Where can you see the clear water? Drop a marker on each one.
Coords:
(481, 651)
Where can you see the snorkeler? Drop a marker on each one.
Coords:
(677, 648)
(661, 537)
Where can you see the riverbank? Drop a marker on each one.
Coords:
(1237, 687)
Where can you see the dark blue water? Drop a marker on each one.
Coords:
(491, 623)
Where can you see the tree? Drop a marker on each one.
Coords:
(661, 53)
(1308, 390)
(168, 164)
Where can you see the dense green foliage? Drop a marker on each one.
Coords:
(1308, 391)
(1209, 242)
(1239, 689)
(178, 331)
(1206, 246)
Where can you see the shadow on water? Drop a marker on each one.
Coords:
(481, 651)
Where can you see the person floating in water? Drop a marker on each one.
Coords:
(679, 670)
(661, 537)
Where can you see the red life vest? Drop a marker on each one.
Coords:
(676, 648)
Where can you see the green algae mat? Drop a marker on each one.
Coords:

= = =

Look through the lines above and collect those with the word "each".

- Problem solution -
Where can you see the clear water? Drop a marker on each one.
Where can you see the snorkeler? Drop a marker on each one.
Where can you see the riverbank? Drop a marker on each one.
Where can you see the dark blue water? Drop a marker on each one.
Where can you see the tree? Drop a marker on each one.
Where can you see the dense green foliage? Drop a marker on each one.
Where can you see the shadow on water? Drop a marker on each one.
Where can you see the person floating in water? Drop a marker on each one.
Where can you see the red life vest? Drop a marker on each one.
Where can you see the green algae mat? Drop a marker on each one.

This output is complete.